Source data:
'''
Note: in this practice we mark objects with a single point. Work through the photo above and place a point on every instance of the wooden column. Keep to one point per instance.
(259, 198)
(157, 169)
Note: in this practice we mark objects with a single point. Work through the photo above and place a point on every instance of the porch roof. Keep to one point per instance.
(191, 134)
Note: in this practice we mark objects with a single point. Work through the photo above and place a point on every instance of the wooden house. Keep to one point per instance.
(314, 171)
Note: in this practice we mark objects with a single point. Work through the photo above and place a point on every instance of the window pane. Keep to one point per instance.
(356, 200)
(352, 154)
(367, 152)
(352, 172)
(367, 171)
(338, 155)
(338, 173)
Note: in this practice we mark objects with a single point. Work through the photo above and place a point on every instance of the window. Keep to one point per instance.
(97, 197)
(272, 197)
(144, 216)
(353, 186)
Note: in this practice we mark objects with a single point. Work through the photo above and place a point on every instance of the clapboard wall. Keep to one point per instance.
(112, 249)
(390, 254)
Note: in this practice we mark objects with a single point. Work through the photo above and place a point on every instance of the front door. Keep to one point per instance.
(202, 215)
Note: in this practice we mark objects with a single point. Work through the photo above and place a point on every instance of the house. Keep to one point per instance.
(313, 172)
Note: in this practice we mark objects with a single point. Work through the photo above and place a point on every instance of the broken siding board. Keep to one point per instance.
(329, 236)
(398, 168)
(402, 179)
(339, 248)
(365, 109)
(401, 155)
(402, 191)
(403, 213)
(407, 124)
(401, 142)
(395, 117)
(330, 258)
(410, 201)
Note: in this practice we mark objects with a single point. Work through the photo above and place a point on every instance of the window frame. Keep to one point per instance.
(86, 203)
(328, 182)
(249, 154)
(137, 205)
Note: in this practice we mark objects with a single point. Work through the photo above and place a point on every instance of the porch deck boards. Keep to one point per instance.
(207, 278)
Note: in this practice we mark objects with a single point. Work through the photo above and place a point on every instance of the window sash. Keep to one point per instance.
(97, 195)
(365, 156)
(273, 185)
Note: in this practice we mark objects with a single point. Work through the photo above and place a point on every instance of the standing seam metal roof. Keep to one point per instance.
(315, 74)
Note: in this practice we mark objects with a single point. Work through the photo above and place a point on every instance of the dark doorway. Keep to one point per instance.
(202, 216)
'''
Aim of the exercise: Set down exactly what runs from the line with "board. Keep to one point per instance." to the last line of the data above, including both of those lines and no others.

Solution:
Note: in this practice we mark objects with a single point. Work through the photo above and place a point on every instance of the broken siding board. Keep to one point per instance.
(329, 236)
(398, 168)
(402, 179)
(339, 248)
(365, 109)
(401, 155)
(402, 191)
(403, 213)
(407, 124)
(401, 142)
(395, 117)
(330, 258)
(410, 201)
Note: in this practice we mark objects with a single point. Work through the photo above and place a point on every instance of the window frame. Keep to one point per instance.
(86, 203)
(328, 182)
(249, 154)
(137, 205)
Note: in this practice we mark objects with a single point. Work through the photo above and place a point on every instance of the porch deck boards. Keep to one point per instance.
(207, 278)
Note: in this practice we mark objects with a single point. Work through the photo above and place a point on every instance of the window sash. Keep to one point per instance.
(97, 195)
(365, 156)
(273, 185)
Note: in this practice we mark objects with a single point. Work through the photo above and place a point on every instance of the standing seam metal roof. Keep to one point per instance.
(315, 74)
Note: in this practice we mark objects with a single point. Work through the photo above and place a point on every instance of the dark doorway. Keep to one point per instance.
(202, 216)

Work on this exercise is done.